### Study text
-=-=-

- Born: 8 August 1863
- Died: 21 July 1952 (aged 88) Crowthorne, Berkshire
- Buried: Crowthorne, Berkshire
- Allegiance: United Kingdom
- Branch: British Army
- Service years: 1883–1920
- Rank: Major-General
- Unit: West Yorkshire Regiment
- Commands: 39th Infantry Brigade 13th (Western) Division
- Conflicts: Fourth Anglo-Ashanti War Second Boer War North-West Frontier First World War
- Awards: Knight Commander of the Order of St Michael and St George Companion of the Order of the Bath Mentioned in Despatches Commander of the Order of Karađorđe's Star (Serbia)

= Walter de Sausmarez Cayley =

British Army general (1863–1952)

Major-General Sir Walter de Sausmarez Cayley, (8 August 1863 – 21 July 1952) was a British Army officer who served in Africa towards the end of the 19th century, and later in Mesopotomia and Gallipoli during the First World War.

==Family and early life==
Walter de Sausmarez Cayley was the eldest son of Henry Cayley, Deputy Surgeon-General with the Bengal Army and honorary surgeon to Queen Victoria and King Edward VII. Among his siblings were Douglas Edward Cayley, who also served with distinction in the Gallipoli Campaign, and Henry Priaulx Cayley, a naval officer who rose to the rank of rear admiral in the Royal Australian Navy. He was born in India in 1863 and baptised at Gorakhpur.

He was educated at Marlborough College and the Royal Military College, Sandhurst.

In 1896 he married Constance Blakeney (1870 to 1966), daughter of the Revd. Richard Paul Blakeney, Rector of Bridlington and a Canon of York Minster.

==Military career==
In March 1883 he was commissioned as a lieutenant into the West Yorkshire Regiment and was promoted to captain in May 1890.

He served in the Ashanti campaign (1895–1896) in what is now Ghana, which led to the annexation of Ashanti territory by Britain. In October 1896 he became adjutant of the 1st (Volunteer) Battalion of his regiment.

-=-=-

(Items from a dataset)
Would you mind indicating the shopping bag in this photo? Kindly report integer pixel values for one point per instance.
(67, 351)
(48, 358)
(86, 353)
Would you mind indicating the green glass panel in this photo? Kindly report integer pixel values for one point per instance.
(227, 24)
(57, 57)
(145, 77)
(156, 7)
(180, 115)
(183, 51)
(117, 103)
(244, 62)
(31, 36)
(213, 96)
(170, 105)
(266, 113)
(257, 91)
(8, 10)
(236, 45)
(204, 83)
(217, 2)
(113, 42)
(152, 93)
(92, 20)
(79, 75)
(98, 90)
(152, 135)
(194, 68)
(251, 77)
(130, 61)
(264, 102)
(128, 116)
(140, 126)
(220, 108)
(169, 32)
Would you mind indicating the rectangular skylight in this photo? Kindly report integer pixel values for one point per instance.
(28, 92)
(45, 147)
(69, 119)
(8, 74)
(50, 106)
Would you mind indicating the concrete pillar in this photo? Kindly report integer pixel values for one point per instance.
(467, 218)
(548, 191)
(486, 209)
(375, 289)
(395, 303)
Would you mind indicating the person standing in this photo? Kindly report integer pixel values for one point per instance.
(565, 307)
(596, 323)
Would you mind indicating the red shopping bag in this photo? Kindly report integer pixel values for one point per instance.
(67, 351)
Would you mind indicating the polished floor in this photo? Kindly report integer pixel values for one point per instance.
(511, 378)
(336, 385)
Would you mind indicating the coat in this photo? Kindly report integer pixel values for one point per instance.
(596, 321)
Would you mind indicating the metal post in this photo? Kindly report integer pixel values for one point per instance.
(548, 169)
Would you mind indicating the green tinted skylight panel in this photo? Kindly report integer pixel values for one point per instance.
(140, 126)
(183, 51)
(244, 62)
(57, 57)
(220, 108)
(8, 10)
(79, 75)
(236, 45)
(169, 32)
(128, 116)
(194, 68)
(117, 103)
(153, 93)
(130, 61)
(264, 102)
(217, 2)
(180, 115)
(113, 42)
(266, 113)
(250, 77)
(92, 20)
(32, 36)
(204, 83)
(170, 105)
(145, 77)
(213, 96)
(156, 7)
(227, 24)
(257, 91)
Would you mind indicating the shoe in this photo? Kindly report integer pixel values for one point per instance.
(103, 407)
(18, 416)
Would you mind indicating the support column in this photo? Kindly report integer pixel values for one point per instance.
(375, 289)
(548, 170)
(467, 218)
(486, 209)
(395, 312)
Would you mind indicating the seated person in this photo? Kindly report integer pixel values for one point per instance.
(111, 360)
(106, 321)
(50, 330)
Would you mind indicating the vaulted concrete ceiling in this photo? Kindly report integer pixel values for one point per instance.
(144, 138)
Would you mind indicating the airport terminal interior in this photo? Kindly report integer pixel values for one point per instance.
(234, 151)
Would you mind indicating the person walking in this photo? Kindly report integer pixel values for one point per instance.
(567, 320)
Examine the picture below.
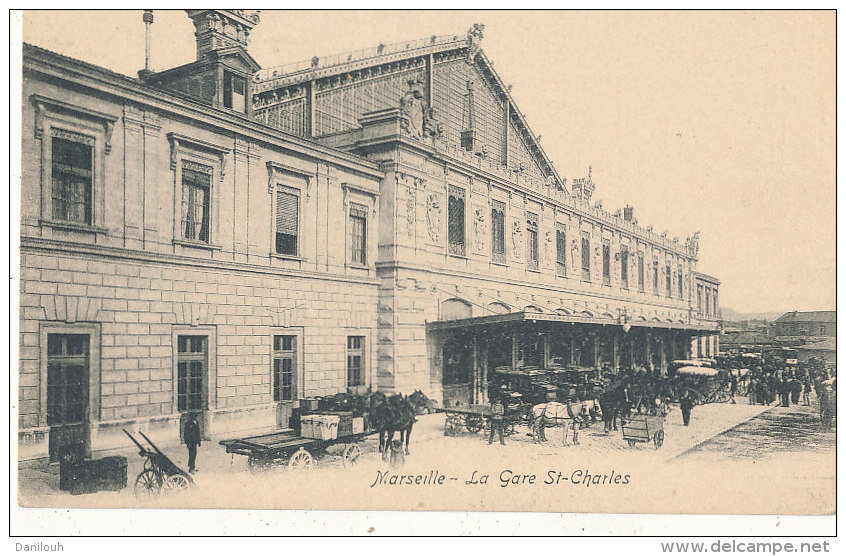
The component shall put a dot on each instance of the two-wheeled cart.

-=-=-

### Explore the material
#1 Where does the biography of Walter de Sausmarez Cayley say he was educated?
#2 Print the part of the Cayley biography from "In 1896 he married" to "of his regiment." word for word.

### Answers for the exercise
#1 Marlborough College and the Royal Military College, Sandhurst.

#2
In 1896 he married Constance Blakeney (1870 to 1966), daughter of the Revd. Richard Paul Blakeney, Rector of Bridlington and a Canon of York Minster.

==Military career==
In March 1883 he was commissioned as a lieutenant into the West Yorkshire Regiment and was promoted to captain in May 1890.

He served in the Ashanti campaign (1895–1896) in what is now Ghana, which led to the annexation of Ashanti territory by Britain. In October 1896 he became adjutant of the 1st (Volunteer) Battalion of his regiment.